◆ Exercise input
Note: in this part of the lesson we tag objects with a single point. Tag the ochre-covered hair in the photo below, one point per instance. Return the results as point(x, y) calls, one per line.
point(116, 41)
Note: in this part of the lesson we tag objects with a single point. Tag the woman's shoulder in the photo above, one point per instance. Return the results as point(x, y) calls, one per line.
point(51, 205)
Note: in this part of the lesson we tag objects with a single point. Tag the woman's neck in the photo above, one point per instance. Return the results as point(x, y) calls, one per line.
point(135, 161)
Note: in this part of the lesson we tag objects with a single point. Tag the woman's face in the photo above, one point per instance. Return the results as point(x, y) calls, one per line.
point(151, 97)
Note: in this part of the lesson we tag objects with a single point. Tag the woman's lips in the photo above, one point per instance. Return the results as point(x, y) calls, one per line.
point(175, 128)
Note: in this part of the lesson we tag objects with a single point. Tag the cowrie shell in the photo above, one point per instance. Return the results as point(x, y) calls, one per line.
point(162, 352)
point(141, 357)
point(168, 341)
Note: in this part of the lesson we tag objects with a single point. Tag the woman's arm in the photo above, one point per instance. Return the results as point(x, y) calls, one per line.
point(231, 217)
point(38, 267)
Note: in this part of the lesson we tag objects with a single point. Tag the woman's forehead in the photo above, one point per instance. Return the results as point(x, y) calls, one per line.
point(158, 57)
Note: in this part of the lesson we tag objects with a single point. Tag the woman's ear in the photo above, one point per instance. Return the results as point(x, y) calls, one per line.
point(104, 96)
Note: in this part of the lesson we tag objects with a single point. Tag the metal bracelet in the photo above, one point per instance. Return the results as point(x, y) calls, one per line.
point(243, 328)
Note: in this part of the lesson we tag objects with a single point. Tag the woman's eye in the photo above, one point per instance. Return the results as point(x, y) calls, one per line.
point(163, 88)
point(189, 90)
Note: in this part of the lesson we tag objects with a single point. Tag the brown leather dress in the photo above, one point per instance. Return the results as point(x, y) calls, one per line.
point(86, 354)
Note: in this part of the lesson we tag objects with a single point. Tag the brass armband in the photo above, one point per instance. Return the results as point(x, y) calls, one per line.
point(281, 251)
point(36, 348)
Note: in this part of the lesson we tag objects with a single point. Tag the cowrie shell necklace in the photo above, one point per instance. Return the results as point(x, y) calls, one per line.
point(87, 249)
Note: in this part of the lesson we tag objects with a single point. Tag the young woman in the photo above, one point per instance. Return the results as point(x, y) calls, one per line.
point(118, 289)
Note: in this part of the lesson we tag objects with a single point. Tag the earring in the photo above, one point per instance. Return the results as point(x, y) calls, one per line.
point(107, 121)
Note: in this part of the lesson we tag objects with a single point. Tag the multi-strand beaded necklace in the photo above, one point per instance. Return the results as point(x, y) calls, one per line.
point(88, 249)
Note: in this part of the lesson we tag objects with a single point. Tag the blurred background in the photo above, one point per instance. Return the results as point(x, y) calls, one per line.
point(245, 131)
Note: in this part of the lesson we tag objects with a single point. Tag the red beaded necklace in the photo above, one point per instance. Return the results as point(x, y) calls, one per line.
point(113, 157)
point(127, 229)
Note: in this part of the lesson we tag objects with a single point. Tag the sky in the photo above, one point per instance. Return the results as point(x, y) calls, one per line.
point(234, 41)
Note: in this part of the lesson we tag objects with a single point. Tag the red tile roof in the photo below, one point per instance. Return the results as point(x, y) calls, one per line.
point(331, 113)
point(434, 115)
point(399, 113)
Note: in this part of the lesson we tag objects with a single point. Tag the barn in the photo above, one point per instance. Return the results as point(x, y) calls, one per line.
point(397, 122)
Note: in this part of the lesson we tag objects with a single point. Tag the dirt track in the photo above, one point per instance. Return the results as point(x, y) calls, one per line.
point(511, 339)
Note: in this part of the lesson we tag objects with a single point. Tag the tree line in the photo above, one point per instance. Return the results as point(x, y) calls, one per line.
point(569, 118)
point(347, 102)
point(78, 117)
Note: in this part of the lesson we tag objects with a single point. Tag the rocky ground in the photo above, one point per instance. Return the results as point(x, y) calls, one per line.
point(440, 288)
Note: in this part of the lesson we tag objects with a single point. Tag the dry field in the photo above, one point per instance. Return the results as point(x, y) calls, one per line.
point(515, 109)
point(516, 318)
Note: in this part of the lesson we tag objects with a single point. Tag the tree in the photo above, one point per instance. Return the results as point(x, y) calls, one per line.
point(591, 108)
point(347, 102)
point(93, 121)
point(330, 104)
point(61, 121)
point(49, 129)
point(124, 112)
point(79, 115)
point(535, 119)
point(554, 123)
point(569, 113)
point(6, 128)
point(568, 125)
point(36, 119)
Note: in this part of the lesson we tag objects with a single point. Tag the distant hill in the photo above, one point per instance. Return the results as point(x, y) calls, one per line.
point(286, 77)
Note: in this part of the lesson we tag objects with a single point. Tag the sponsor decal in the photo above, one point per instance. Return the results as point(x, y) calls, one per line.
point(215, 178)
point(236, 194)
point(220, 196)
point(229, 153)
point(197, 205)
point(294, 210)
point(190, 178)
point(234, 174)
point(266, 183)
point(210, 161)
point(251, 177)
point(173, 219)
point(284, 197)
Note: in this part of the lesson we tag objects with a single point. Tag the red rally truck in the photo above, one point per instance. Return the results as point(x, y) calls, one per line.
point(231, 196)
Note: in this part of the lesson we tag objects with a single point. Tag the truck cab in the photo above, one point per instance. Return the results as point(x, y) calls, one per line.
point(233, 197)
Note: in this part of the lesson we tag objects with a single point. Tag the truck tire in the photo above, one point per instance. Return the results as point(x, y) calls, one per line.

◆ Task statement
Rewrite all of the entries above, changing every "lesson" to "exercise" and leaving everything else the same.

◆ Output for this exercise
Note: in this part of the exercise we tag objects with a single point. Tag the ochre-covered hair in the photo below, one point per instance. Return the results as point(x, y) calls, one per line.
point(116, 41)
Note: in this part of the exercise we tag objects with a single point. Tag the woman's shoulder in the photo above, one point per instance. Return the results as point(x, y) calls, one per line.
point(51, 205)
Note: in this part of the exercise we tag objects with a single point. Tag the woman's neck in the photo above, one point per instance. Return the results as point(x, y) calls, one per line.
point(135, 161)
Note: in this part of the exercise we tag objects with a single point. Tag the woman's face in the photo above, one point per instance. Return the results as point(x, y) calls, one per line.
point(151, 97)
Note: in this part of the exercise we tag objects with a single point. Tag the woman's lips in the photo above, one point per instance. Return the results as point(x, y) calls, one per line.
point(175, 128)
Note: in this part of the exercise we tag objects with a single point. Tag the cowrie shell in the photo above, one point per instance. Return the results as point(x, y) calls, one per line.
point(162, 352)
point(141, 357)
point(168, 341)
Note: in this part of the exercise we tag objects with a single point. Tag the woman's arm in the photo above, one point per instance. Return the results as point(x, y) calls, one per line.
point(231, 217)
point(38, 267)
Note: in this part of the exercise we tag objects with a single point. Tag the woman's forehead in the photo above, one point per instance. Return the results as point(x, y) calls, one per line.
point(158, 57)
Note: in this part of the exercise we tag objects with a single point. Tag the woman's ear in the photo above, one point per instance. Return the results as point(x, y) calls, one per line.
point(104, 96)
Note: in this part of the exercise we tag objects with a single point. Tag the metal bracelet in the photo above, one point per instance. Return the results as point(x, y) calls, one per line.
point(243, 328)
Note: in this part of the exercise we tag objects with a single point. Tag the woman's eye in the photo above, one point per instance. Return the results as point(x, y) calls, one per line.
point(163, 88)
point(189, 90)
Note: in this part of the exercise we tag objects with a single point. Tag the brown leather dress in the photo above, one point per instance. Return the results as point(x, y) calls, one per line.
point(86, 354)
Note: in this part of the exercise we tag objects with a single point. Tag the brass armband in the photo above, one point per instance. Return the results as point(x, y) calls, one per line.
point(281, 251)
point(36, 348)
Note: in this part of the exercise we tag objects with a single point. Tag the cowrie shell necklace in the photo above, one point per instance. Return the results as point(x, y) calls, one per line.
point(87, 249)
Note: in this part of the exercise we tag objects with a single point. Tag the young woman in the photo above, one point per instance. Return the results as point(x, y) calls, one per line.
point(118, 289)
Note: in this part of the exercise we tag objects with a single point. Tag the earring in the photo above, one point per instance. Return the results as point(x, y) calls, one per line.
point(107, 121)
Note: in this part of the exercise we tag objects with a single point. Tag the multi-strand beaded necklace in the photo above, one point per instance. Return the results as point(x, y) calls, one per line.
point(88, 249)
Note: in this part of the exercise we tag objects with a single point. Tag the blurred background in the photo above, one point per instance. Return the results as point(x, y) calls, one per line.
point(245, 131)
Note: in this part of the exercise we tag objects with a single point. Tag the red beaded necklace in the photo above, one point per instance. Return the results as point(x, y) calls, one per line.
point(113, 157)
point(127, 229)
Note: in this part of the exercise we tag objects with a single point. Tag the sky in the photo above, one point per instance. Return the results as point(x, y) calls, one per line.
point(234, 41)
Note: in this part of the exercise we tag objects with a single point. Tag the red tile roof in the photo below, one point per instance. Return the results as point(x, y) calls, one per line.
point(331, 113)
point(434, 115)
point(399, 113)
Note: in this part of the exercise we tag objects with a single point. Tag the barn in the photo above, one point per instance. Return the results as point(x, y) calls, one per line.
point(397, 122)
Note: in this part of the exercise we tag objects with a single point. Tag the dirt track in the photo above, one point per instance. Return the results as point(x, y) calls, one per line.
point(511, 339)
Note: in this part of the exercise we tag objects with a single point. Tag the tree line in the photo above, one point per instance. Return the results as point(x, y) calls, one per line.
point(569, 118)
point(347, 102)
point(78, 117)
Note: in this part of the exercise we tag objects with a single point. Tag the rocky ground in the photo above, one point per instance. Return the results as point(x, y) calls, one per line.
point(440, 288)
Note: in this part of the exercise we tag objects with a single point. Tag the dry field in the photo above, one point per instance. Return the results as point(x, y) calls, one per line.
point(515, 109)
point(516, 318)
Note: in this part of the exercise we tag objects with a single point. Tag the tree in the photo above, one point per instance. Return the results as point(x, y) calls, one per line.
point(591, 108)
point(347, 102)
point(93, 121)
point(330, 104)
point(61, 121)
point(49, 129)
point(124, 112)
point(79, 115)
point(535, 119)
point(554, 123)
point(569, 113)
point(6, 128)
point(568, 125)
point(36, 119)
Note: in this part of the exercise we tag objects with a single point. Tag the distant hill in the photo above, one point per instance. Return the results as point(x, y) calls, one per line.
point(286, 77)
Note: in this part of the exercise we tag objects with a single point. Tag the sponsor decal in the photo above, one point per instance. Return the results as point(x, y) calls, one per line.
point(215, 178)
point(236, 194)
point(220, 196)
point(229, 153)
point(197, 205)
point(294, 210)
point(190, 178)
point(234, 174)
point(266, 183)
point(210, 161)
point(251, 177)
point(173, 219)
point(284, 197)
Note: in this part of the exercise we tag objects with a single point. Tag the red rally truck in the photo above, one point per instance. Return the results as point(x, y) calls, one per line.
point(231, 196)
Note: in this part of the exercise we tag objects with a single point. Tag the truck cab in the photo above, one point per instance. Return the results as point(x, y) calls, one per line.
point(233, 197)
Note: in this part of the exercise we tag objects with a single point. Tag the truck tire in the photo above, one point per instance. Return the results as point(x, y) calls, one per line.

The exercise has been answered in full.